Every v. County of Ulster

280 A.D. 155 | N.Y. App. Div. | 1952

Per Curiam.

The infant claims to have been injured on July 23, 1950, due to the negligence of the county. He was then eighteen years old. On July 18, 1951, he moved to obtain leave to serve the notice of claim in pursuance of subdivision 5 of section 50-e of the General Municipal Law. The County Court denied the application.

The ninety-day period in which claims are required to be filed had then long expired, but the one-year period in which application for such leave to extend the time must be made had not expired. The decision of the court was based on the ground neither infancy nor mental or physical incapacity had been shown to have caused the failure to serve a notice of claim on time.

A serious physical injury to an infant has usually been regarded as a sufficient ground to extend the time for such service. Even though an infant is mature he is not held to quite the same level of responsibility to see and retain counsel and get his claim served which would apply to an adult.

A disability may arise in a legal sense from infancy which is not literally due to the limitations of understanding or action common to very small children. There are many residual and continuing restrictions upon the freedom of legal action which hang on until maturity is reached. What is a disability due to infancy in its relation to a failure to serve a legal notice on time is a question that ought to be approached liberally.

In this case the infant had a brain operation after the accident. He has made good progress, but in July, 1951, he still had a ‘‘ left hemiplegia and some upper motor neurone involvement of the right lower extremities.”

In the spring of 1951 he had bladder surgery and had a residual bladder condition both directly related to the accident. We think the case is one in which leave to the infant to file the claim should be granted.

*157The order so far as appealed from should be reversed and the motion by the infant granted, with $10 costs.

Foster, P. J., Heffernan, Brewster, Bergah and Cook, JJ., concur.

Order so far as appealed from reversed, and the motion by the infant granted, with $10 costs.

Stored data

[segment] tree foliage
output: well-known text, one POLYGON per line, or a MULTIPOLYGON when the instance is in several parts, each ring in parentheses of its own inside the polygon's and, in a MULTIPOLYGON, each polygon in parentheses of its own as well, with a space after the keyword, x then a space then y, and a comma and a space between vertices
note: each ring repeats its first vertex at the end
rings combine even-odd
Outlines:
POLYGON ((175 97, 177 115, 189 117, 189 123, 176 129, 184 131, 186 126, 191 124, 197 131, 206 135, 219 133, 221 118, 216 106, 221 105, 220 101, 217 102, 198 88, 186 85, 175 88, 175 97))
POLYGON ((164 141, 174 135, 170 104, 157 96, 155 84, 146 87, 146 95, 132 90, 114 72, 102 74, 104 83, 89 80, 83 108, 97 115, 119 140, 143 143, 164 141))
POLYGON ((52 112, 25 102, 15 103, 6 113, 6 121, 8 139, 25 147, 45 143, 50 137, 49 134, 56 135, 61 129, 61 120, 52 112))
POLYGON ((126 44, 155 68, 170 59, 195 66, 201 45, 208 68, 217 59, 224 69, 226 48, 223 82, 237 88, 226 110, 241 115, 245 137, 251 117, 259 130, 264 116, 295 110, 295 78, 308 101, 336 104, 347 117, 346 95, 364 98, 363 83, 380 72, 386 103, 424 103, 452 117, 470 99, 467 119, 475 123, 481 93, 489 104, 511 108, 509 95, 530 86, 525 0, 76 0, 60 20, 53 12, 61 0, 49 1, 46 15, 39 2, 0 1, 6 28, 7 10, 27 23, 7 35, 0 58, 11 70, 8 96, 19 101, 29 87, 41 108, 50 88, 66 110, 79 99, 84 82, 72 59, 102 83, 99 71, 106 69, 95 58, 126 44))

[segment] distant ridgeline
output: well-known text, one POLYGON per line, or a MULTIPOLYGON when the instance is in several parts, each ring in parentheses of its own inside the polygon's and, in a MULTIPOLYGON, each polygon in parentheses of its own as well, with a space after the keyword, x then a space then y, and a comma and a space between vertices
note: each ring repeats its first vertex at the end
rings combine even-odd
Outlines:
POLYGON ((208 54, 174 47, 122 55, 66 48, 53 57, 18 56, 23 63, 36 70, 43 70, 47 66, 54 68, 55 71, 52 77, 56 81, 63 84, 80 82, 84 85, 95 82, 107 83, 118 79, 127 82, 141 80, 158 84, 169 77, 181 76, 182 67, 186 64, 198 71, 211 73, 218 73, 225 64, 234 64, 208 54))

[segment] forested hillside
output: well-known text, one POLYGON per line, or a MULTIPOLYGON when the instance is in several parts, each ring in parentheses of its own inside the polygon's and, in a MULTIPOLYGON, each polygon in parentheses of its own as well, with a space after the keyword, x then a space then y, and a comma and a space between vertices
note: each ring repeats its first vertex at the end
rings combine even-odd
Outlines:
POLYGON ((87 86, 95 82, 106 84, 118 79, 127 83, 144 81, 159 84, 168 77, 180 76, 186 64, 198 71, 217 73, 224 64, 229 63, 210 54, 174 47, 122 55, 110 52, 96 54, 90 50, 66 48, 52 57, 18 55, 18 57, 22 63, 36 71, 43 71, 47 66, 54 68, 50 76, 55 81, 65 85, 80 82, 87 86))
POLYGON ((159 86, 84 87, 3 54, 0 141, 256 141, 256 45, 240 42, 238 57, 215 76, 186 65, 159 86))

* _Brief_
Copy word for word the passage of the court opinion above between "Every v. County" and "denied the application.", inclusive.

* _Written answer_
Every v. County of Ulster

280 A.D. 155 | N.Y. App. Div. | 1952

Per Curiam.

The infant claims to have been injured on July 23, 1950, due to the negligence of the county. He was then eighteen years old. On July 18, 1951, he moved to obtain leave to serve the notice of claim in pursuance of subdivision 5 of section 50-e of the General Municipal Law. The County Court denied the application.